= Required task =
Convert the data below into a Markdown table with the columns "Row" and "Data line," giving each nonblank line its own numbered row. Leave out blank lines and any pictures.

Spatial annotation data
►

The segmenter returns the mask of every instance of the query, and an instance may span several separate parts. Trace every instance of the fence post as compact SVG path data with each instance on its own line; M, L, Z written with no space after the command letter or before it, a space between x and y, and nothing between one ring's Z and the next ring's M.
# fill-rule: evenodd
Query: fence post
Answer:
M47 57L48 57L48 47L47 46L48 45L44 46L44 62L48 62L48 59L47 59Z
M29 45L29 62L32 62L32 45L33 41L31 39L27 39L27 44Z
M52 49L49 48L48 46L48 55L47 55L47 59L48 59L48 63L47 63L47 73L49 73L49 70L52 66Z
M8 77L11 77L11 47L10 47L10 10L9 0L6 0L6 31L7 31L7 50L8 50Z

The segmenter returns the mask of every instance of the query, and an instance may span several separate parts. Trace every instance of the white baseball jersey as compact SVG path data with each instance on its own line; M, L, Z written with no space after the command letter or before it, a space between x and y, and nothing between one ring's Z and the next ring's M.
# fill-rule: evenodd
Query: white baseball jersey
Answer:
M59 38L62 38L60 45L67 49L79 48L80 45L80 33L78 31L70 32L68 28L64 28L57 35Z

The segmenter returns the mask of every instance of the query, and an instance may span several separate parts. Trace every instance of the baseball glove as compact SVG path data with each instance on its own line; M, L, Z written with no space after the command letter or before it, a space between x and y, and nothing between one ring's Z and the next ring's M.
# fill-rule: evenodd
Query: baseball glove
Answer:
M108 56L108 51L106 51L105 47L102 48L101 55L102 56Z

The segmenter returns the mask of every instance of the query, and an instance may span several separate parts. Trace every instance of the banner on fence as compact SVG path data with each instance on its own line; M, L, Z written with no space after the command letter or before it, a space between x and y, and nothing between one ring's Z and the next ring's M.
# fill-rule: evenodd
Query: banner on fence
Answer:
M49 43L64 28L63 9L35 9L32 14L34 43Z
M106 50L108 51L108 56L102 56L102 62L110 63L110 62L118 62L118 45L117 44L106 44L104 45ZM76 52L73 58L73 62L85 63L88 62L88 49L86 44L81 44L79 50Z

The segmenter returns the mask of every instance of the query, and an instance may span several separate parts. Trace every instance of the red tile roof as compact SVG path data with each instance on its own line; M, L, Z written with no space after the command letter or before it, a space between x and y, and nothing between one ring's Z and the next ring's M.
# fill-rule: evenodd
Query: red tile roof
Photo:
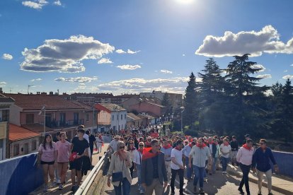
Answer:
M5 94L15 100L14 104L23 110L40 110L44 105L46 110L84 110L72 100L64 100L59 95Z
M40 134L31 131L21 126L9 124L9 141L16 141L18 140L40 136Z

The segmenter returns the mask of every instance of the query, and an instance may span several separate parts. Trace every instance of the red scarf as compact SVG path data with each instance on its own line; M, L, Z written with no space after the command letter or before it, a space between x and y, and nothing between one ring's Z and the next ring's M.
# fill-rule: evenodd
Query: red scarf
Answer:
M142 153L142 160L145 160L149 158L151 158L153 157L156 156L160 153L159 150L156 153L151 153L151 148L144 148L144 151Z
M179 149L178 148L178 146L175 147L175 149L176 149L177 150L179 150L179 151L182 150L182 148L181 149Z
M197 143L196 144L196 146L197 146L198 148L200 148L202 149L202 148L205 148L205 146L207 146L207 145L205 145L205 143L203 143L202 146L200 146L200 143Z
M242 147L243 147L244 148L246 148L246 150L251 150L251 147L248 147L247 146L247 143L246 143L243 146L242 146Z
M172 146L171 146L170 144L168 144L167 146L162 146L163 148L164 148L165 149L168 149L172 147Z

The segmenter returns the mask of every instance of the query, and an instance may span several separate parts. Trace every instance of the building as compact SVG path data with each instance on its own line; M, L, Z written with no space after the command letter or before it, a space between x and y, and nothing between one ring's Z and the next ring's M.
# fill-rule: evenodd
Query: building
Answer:
M2 90L2 89L0 89ZM0 160L9 158L9 112L14 100L0 94Z
M9 158L38 152L41 142L40 134L9 124Z
M10 122L41 135L50 133L54 138L57 131L62 131L67 132L70 140L79 124L84 124L87 129L96 128L96 113L90 106L81 102L54 95L6 95L15 100L11 107Z
M128 112L132 112L130 107L134 105L137 105L141 102L149 102L154 103L157 105L161 105L161 100L156 98L141 98L141 97L132 97L125 100L122 102L122 106L128 110Z
M152 93L141 93L140 98L156 98L161 101L163 99L166 93L153 90ZM171 111L179 109L183 105L183 95L180 93L167 93L171 105ZM161 104L161 103L160 103Z
M133 113L127 113L127 126L131 127L139 127L143 125L143 120L141 117L135 115Z
M119 131L125 129L127 111L115 104L100 103L95 105L95 108L100 112L98 114L98 124L102 123L108 125L110 129ZM109 121L110 117L110 121Z

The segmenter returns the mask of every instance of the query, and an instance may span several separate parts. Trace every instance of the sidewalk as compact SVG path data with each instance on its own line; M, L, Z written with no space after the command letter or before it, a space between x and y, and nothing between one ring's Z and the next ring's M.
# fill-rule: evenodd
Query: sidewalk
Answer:
M106 151L108 148L108 143L105 143L104 146L102 148L102 152L100 153L97 153L96 151L93 152L93 165L95 165L99 160L99 157L101 157L104 155L104 152ZM90 172L88 172L86 175L84 175L82 178L83 181L84 181ZM71 171L69 170L67 170L66 174L66 184L64 186L62 190L59 190L58 187L56 185L54 188L49 189L49 191L46 193L42 191L42 185L40 186L39 188L35 189L35 191L30 192L30 195L40 195L40 194L50 194L50 195L59 195L59 194L73 194L72 191L70 191L71 188L71 179L70 177Z
M239 167L234 167L231 165L228 165L227 172L230 175L236 176L237 177L242 177L242 172ZM263 187L268 187L265 175L264 175L264 179L263 181ZM258 184L258 177L255 173L251 170L249 174L249 181ZM293 179L282 176L276 174L272 175L272 189L284 194L293 194Z

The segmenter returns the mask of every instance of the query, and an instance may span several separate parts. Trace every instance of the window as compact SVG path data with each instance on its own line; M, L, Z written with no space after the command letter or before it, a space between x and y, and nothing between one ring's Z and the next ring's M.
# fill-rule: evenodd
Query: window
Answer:
M33 114L26 114L26 118L25 118L26 124L34 123L34 118L35 118L35 116Z
M35 150L35 149L37 149L37 141L36 140L33 140L33 141L32 141L32 151Z
M19 155L19 144L15 144L13 147L13 155Z

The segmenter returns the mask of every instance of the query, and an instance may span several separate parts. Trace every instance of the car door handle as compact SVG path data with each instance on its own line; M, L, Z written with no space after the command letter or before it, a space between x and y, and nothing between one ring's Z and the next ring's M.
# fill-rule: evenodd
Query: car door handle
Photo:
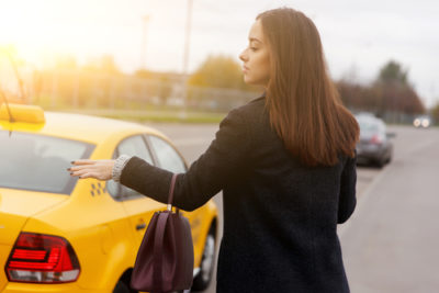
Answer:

◄

= Output below =
| Row | Data line |
|---|---|
| 1 | The segmenter returns the mask of every instance of the query, and an instance may span several separate parts. Trace every instance of the fence post as compact SVG path data with each instance on its own line; M, L, Z written with no space after the command letter or before it, a space between x and y, and nothing between one ring's Z and the next ring's M. |
| 2 | # fill-rule: evenodd |
| 3 | Query: fence post |
| 4 | Answer: |
| 5 | M47 57L48 57L48 47L47 46L48 45L44 46L44 62L48 62L48 59L47 59Z |
| 6 | M29 45L29 62L32 62L32 45L33 41L31 39L27 39L27 44Z |
| 7 | M52 49L49 48L48 46L48 55L47 55L47 59L48 59L48 63L47 63L47 73L49 73L49 70L52 66Z |
| 8 | M8 77L11 77L11 47L10 47L10 10L9 0L6 0L6 31L7 31L7 50L8 50Z |
| 9 | The segmenter returns the mask of every instance of the query, and an instance may span several separate parts. Trace every instance of the white baseball jersey as compact SVG path data with each instance on its own line; M, L, Z written with no space after the command letter or before it, a space between x and y, and nothing between one ring's Z and the next ring's M. |
| 10 | # fill-rule: evenodd |
| 11 | Query: white baseball jersey |
| 12 | Answer: |
| 13 | M59 38L62 38L60 45L67 49L79 48L80 45L80 33L78 31L70 32L68 28L64 28L57 35Z |
| 14 | The segmenter returns the mask of every instance of the query, and an instance may span several separate parts. Trace every instance of the baseball glove as compact SVG path data with each instance on its own line; M, L, Z written with no space after the command letter or before it, a space between x and y, and nothing between one ring's Z and the next ring's M. |
| 15 | # fill-rule: evenodd |
| 16 | Query: baseball glove |
| 17 | Answer: |
| 18 | M108 56L108 51L106 51L105 47L102 48L101 55L102 56Z |
| 19 | The segmenter returns the mask of every instance of the query, and an instance may span several separate parts. Trace every instance of the banner on fence as compact SVG path data with each instance on its own line; M, L, Z written with no space after the command letter or before it, a space between x and y, and nothing between one ring's Z and the next ring's M. |
| 20 | # fill-rule: evenodd |
| 21 | Query: banner on fence |
| 22 | Answer: |
| 23 | M49 43L64 28L63 9L35 9L32 14L34 43Z |
| 24 | M106 50L108 51L108 56L102 56L102 62L110 63L110 62L118 62L118 45L117 44L106 44L104 45ZM76 52L73 58L73 62L85 63L88 62L88 49L86 44L81 44L79 50Z |
| 25 | The segmenter returns the mask of every instance of the query, and an instance may span several separate parts. Trace every instance of the red tile roof as compact SVG path data with each instance on its own line; M, L, Z written with no space after the command letter or before it, a space between x and y, and nothing between one ring's Z and the next ring's M. |
| 26 | # fill-rule: evenodd |
| 27 | Query: red tile roof |
| 28 | Photo: |
| 29 | Answer: |
| 30 | M5 94L15 100L14 104L23 110L40 110L44 105L46 110L84 110L72 100L64 100L59 95Z |
| 31 | M40 134L31 131L21 126L9 124L9 141L16 141L18 140L40 136Z |
| 32 | The segmenter returns the mask of every instance of the query, and an instance may span several separate parts. Trace every instance of the red scarf as compact SVG path data with each instance on its own line; M, L, Z written with no space after the command letter or before it, a space between x and y, and nothing between one ring's Z and the next ring's M. |
| 33 | # fill-rule: evenodd |
| 34 | Query: red scarf |
| 35 | Answer: |
| 36 | M142 153L142 160L145 160L149 158L151 158L153 157L156 156L160 153L159 150L156 153L151 153L151 148L144 148L144 151Z |
| 37 | M179 149L178 148L178 146L175 147L175 149L176 149L177 150L179 150L179 151L182 150L182 148L181 149Z |
| 38 | M197 143L196 144L196 146L197 146L198 148L200 148L202 149L202 148L205 148L205 146L207 146L207 145L205 145L205 143L203 143L202 146L200 146L200 143Z |
| 39 | M242 147L243 147L244 148L246 148L246 150L251 150L251 147L248 147L247 146L247 143L246 143L243 146L242 146Z |
| 40 | M172 146L171 146L170 144L168 144L167 146L162 146L163 148L164 148L165 149L168 149L172 147Z |
| 41 | The segmenter returns the mask of every instance of the query, and an instance may span several separate parts. Trace every instance of the building as compact SVG path data with each instance on its own line; M, L, Z written with no space after the command letter or before it, a space between x and y, and nothing between one ring's Z and the next ring's M. |
| 42 | # fill-rule: evenodd |
| 43 | Query: building |
| 44 | Answer: |
| 45 | M2 90L2 89L0 89ZM0 160L9 158L9 112L14 100L0 94Z |
| 46 | M9 158L38 152L41 142L40 134L9 124Z |
| 47 | M10 122L41 135L50 133L54 138L57 131L62 131L67 132L70 140L79 124L84 124L87 129L96 128L96 113L90 106L81 102L54 95L6 95L15 100L11 107Z |
| 48 | M128 112L132 112L130 107L134 105L137 105L141 102L149 102L154 103L157 105L161 105L161 100L156 98L141 98L141 97L132 97L125 100L122 102L122 106L128 110Z |
| 49 | M152 93L141 93L140 98L156 98L161 101L163 99L166 93L153 90ZM171 111L179 109L183 105L183 95L180 93L167 93L171 105ZM161 104L161 103L160 103Z |
| 50 | M133 113L127 113L127 126L131 127L139 127L143 125L143 120L141 117L135 115Z |
| 51 | M119 131L125 129L127 111L115 104L100 103L95 105L95 108L100 112L98 114L98 124L102 123L108 125L110 129ZM109 121L110 117L110 121Z |
| 52 | The segmenter returns the mask of every instance of the query, and an instance may span several separate parts. Trace every instance of the sidewalk as compact SVG path data with each instance on its own line; M, L, Z written with no space after the command letter or before it, a space between x and y, and nothing between one ring's Z and the next ring's M. |
| 53 | # fill-rule: evenodd |
| 54 | Query: sidewalk |
| 55 | Answer: |
| 56 | M106 151L108 148L108 143L105 143L104 146L102 148L102 152L100 153L97 153L96 151L93 152L93 165L95 165L99 160L99 157L101 157L104 155L104 152ZM90 172L88 172L86 175L84 175L82 178L83 181L84 181ZM71 171L69 170L67 170L66 174L66 184L64 186L62 190L59 190L58 187L56 185L54 188L49 189L49 191L46 193L42 191L42 185L40 186L39 188L35 189L35 191L30 192L30 195L40 195L40 194L50 194L50 195L59 195L59 194L73 194L72 191L70 191L71 188L71 179L70 177Z |
| 57 | M239 167L234 167L231 165L228 165L227 172L230 175L236 176L237 177L242 177L242 172ZM263 187L268 187L265 175L264 175L264 179L263 181ZM258 184L258 177L255 173L251 170L249 174L249 181ZM293 179L282 176L276 174L272 175L272 189L284 194L293 194Z |
| 58 | The segmenter returns the mask of every instance of the query, and an instance may span several separate parts. Trace every instance of the window as compact SVG path data with each instance on its own line; M, L, Z written with no space after the command letter or before it, a space between x and y, and nothing between one ring's Z and the next ring's M. |
| 59 | # fill-rule: evenodd |
| 60 | Query: window |
| 61 | Answer: |
| 62 | M33 114L26 114L26 118L25 118L26 124L34 123L34 118L35 118L35 116Z |
| 63 | M35 150L35 149L37 149L37 141L36 140L33 140L33 141L32 141L32 151Z |
| 64 | M19 155L19 144L15 144L13 147L13 155Z |
| 65 | The segmenter returns the mask of every instance of the query, and an instance may span several separate parts. Trace every instance of the car door handle as compact SVG path data with each instance on its own line; M, L, Z written with no space after the command letter or before it, a space between x and y, and nothing between one ring's Z and the next ring's M. |
| 66 | # fill-rule: evenodd |
| 67 | Query: car door handle |
| 68 | Photo: |
| 69 | Answer: |